#### [Task to carry out]
In the records below, find the line holding "of the concrete"; copy it and every line after it to the end, omitting all images.

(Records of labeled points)
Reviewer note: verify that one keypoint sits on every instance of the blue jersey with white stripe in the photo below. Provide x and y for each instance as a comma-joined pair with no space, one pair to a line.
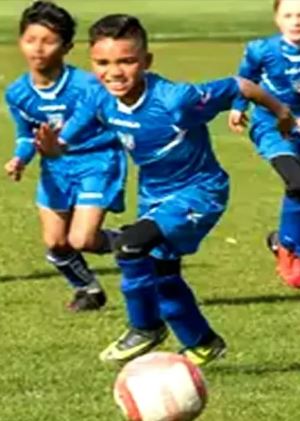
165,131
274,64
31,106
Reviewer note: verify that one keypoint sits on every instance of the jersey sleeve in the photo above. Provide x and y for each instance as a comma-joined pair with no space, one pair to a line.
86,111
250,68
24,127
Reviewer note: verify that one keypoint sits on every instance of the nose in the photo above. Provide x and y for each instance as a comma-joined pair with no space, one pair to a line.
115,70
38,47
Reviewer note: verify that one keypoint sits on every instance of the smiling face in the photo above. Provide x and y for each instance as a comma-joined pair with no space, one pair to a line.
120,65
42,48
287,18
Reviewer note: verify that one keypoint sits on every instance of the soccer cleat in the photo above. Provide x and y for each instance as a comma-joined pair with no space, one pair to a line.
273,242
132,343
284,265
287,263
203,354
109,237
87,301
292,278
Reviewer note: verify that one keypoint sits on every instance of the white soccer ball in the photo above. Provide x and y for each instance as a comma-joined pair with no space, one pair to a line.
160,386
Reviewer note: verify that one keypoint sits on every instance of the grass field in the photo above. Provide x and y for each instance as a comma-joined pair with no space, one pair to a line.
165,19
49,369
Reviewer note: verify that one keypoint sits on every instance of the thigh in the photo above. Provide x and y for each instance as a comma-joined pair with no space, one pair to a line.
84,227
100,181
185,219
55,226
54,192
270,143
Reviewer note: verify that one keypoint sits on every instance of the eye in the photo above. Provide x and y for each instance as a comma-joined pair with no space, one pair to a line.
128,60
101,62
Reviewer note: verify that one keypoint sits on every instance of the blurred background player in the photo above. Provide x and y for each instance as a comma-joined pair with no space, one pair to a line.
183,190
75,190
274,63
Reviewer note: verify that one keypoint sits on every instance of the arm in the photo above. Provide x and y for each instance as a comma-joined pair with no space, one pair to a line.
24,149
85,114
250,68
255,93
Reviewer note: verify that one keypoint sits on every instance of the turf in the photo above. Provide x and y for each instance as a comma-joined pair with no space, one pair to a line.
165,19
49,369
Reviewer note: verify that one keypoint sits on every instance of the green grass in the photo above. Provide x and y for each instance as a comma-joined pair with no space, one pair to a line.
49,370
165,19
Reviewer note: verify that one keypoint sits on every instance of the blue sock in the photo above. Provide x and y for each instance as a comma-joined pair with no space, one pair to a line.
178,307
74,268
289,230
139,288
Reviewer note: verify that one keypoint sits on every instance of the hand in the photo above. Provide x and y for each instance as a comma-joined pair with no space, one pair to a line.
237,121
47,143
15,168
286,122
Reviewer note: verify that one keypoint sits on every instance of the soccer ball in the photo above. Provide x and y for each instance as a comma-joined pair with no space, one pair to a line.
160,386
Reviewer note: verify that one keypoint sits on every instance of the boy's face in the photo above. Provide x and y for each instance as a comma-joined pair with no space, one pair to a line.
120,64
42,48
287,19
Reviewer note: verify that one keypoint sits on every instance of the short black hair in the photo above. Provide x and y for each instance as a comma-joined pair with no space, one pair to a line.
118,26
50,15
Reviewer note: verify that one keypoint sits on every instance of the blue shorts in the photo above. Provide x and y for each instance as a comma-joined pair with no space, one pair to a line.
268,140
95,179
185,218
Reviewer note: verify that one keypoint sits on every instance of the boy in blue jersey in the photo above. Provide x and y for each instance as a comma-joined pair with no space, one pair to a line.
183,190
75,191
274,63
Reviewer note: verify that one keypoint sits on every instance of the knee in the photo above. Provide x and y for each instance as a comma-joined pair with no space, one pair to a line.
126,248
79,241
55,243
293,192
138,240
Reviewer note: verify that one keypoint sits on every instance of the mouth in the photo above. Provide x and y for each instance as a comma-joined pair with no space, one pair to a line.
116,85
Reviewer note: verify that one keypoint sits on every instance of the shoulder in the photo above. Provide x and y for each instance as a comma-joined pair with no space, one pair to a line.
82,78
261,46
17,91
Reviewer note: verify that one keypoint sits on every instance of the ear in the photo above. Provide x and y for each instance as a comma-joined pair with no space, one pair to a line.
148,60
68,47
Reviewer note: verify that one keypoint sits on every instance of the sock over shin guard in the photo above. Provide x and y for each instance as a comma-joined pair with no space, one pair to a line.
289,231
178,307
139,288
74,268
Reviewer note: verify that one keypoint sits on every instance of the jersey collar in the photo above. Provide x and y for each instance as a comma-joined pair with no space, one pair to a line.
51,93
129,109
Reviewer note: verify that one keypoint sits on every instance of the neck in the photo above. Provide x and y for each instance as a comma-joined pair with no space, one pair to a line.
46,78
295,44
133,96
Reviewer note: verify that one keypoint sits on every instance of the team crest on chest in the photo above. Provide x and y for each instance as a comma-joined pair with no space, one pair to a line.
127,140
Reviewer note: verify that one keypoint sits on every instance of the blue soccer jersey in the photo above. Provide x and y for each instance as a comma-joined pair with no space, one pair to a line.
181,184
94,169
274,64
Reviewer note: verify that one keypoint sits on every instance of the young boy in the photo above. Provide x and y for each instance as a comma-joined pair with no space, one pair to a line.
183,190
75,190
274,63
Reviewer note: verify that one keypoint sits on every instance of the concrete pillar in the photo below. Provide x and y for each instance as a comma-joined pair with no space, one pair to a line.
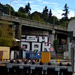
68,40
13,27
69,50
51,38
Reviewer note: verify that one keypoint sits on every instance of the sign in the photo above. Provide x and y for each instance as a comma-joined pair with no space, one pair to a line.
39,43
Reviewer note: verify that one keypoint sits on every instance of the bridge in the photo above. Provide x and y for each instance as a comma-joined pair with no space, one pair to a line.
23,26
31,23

#### [Reply]
Reviewer note: verify that one keypoint sits on every instance of the concrete pillar in the photo below. Provide x and y for each instance as a comma-joined pair with no space, one pair to a line.
68,40
13,27
69,50
51,38
Reviewer note: verify that one keypoint sits on every instance of the sign in the photo above. Provide x and y for each instance as a comma-joined pair with no space, one pair to a line.
39,43
Reviewer note: verify that one keypoint sits on every instance of the bridge in the photo above. Provide x and y for each instance as a comma-joined pair with no space, one pair to a line.
23,26
31,23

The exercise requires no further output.